PROVIDED TEXT
──────────────────────────────
Another essential factor in attaining the targets of the SDGs, in particular SDG 3.8: to achieve UHC, is the availability of an accessible health workforce with the correct skills mix and competencies to deliver required health services. Most countries in the Region face shortages in their overall health workforce, threatening progress towards UHC. With this in mind, the Regional Committee will discuss the role of nurses, who make up roughly half the total health workforce in the Region. On current trends, a regional shortfall of nurses is set to grow in the coming decade, and evidence also suggests that many countries could make better use of the nurses they have by broadening their role and improving professional education and training.

The Regional Committee will also discuss transforming the hospital sector in the Region, which accounts for a large share of government health spending in many countries. To achieve UHC, countries need a strong, comprehensive health system based on primary health care. Hospitals in both the public and private sectors need to be fully integrated into that system; all too often at present they are not. The Regional Committee will consider a proposed framework for action designed to help both health policy-makers and senior hospital managers ensure that all hospitals have a clear mission within the health system and fulfil it efficiently and effectively.
──────────────────────────────
DATA SHOWN

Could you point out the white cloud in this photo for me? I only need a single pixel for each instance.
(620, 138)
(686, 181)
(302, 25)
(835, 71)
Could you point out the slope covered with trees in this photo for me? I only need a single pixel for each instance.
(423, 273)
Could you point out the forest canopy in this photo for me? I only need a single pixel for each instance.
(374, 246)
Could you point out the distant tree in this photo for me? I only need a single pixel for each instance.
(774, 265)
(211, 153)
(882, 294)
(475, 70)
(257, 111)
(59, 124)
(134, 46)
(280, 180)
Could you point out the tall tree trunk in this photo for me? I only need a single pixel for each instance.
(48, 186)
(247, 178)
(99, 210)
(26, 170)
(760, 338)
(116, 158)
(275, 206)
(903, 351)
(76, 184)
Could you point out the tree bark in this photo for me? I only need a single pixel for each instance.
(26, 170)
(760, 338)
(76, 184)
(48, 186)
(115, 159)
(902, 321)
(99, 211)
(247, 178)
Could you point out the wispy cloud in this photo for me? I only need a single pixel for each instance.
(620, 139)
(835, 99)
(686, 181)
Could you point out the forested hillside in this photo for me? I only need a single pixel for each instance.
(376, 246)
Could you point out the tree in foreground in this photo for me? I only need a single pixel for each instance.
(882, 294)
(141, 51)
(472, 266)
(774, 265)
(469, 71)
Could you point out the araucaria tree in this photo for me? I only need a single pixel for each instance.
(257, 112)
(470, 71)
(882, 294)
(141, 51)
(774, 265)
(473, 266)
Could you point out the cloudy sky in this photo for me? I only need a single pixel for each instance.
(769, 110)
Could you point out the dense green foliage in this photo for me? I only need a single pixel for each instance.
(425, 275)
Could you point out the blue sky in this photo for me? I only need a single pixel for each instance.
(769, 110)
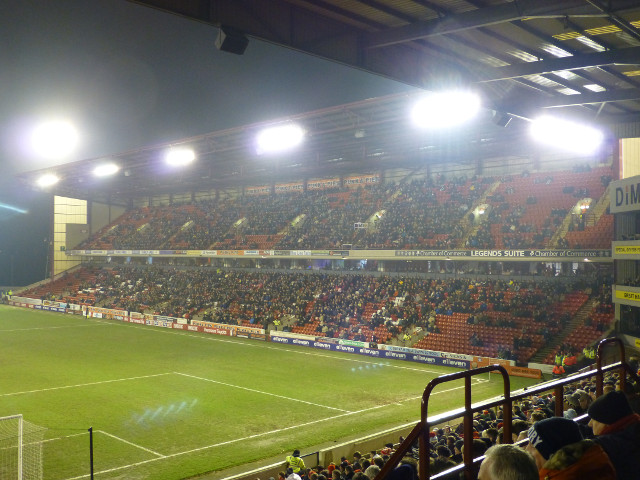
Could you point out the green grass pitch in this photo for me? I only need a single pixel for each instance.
(168, 404)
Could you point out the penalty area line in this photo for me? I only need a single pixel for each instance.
(102, 382)
(253, 390)
(131, 443)
(257, 435)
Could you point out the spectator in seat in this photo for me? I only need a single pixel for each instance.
(617, 430)
(508, 462)
(561, 453)
(294, 462)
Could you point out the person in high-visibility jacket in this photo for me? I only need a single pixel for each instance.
(294, 462)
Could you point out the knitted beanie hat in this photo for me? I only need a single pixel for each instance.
(610, 408)
(551, 434)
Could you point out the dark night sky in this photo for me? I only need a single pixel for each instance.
(129, 76)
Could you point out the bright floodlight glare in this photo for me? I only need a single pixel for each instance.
(106, 169)
(445, 109)
(280, 138)
(179, 157)
(54, 140)
(47, 180)
(566, 135)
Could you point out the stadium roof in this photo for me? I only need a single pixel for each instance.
(578, 57)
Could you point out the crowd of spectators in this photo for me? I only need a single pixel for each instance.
(523, 212)
(507, 319)
(541, 446)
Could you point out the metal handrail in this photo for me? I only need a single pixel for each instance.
(421, 430)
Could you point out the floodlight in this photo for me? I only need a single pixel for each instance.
(445, 109)
(179, 157)
(47, 180)
(106, 169)
(55, 139)
(279, 138)
(567, 135)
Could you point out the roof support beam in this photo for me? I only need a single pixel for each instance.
(483, 17)
(624, 56)
(574, 100)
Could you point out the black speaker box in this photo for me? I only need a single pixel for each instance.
(231, 40)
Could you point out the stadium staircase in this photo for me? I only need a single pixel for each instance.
(547, 354)
(472, 229)
(598, 210)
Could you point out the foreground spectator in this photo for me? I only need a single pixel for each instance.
(508, 462)
(561, 453)
(617, 430)
(294, 462)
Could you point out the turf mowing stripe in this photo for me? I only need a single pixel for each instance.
(83, 385)
(261, 344)
(261, 392)
(54, 328)
(131, 443)
(257, 435)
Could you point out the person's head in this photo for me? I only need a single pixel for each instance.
(607, 410)
(458, 446)
(548, 436)
(508, 462)
(372, 471)
(518, 426)
(443, 451)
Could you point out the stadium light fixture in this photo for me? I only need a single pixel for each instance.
(567, 135)
(106, 169)
(54, 139)
(279, 138)
(47, 180)
(445, 109)
(180, 157)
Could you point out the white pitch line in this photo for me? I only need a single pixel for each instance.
(261, 392)
(131, 443)
(257, 435)
(65, 436)
(82, 385)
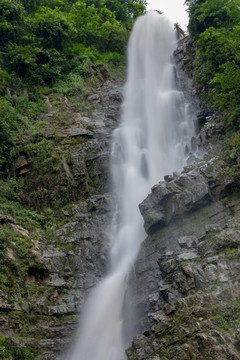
──────────────────────────────
Reproduce the full passage on nurses and the hospital sector word for word, without any changes.

Another essential factor in attaining the targets of the SDGs, in particular SDG 3.8: to achieve UHC, is the availability of an accessible health workforce with the correct skills mix and competencies to deliver required health services. Most countries in the Region face shortages in their overall health workforce, threatening progress towards UHC. With this in mind, the Regional Committee will discuss the role of nurses, who make up roughly half the total health workforce in the Region. On current trends, a regional shortfall of nurses is set to grow in the coming decade, and evidence also suggests that many countries could make better use of the nurses they have by broadening their role and improving professional education and training.

The Regional Committee will also discuss transforming the hospital sector in the Region, which accounts for a large share of government health spending in many countries. To achieve UHC, countries need a strong, comprehensive health system based on primary health care. Hospitals in both the public and private sectors need to be fully integrated into that system; all too often at present they are not. The Regional Committee will consider a proposed framework for action designed to help both health policy-makers and senior hospital managers ensure that all hospitals have a clear mission within the health system and fulfil it efficiently and effectively.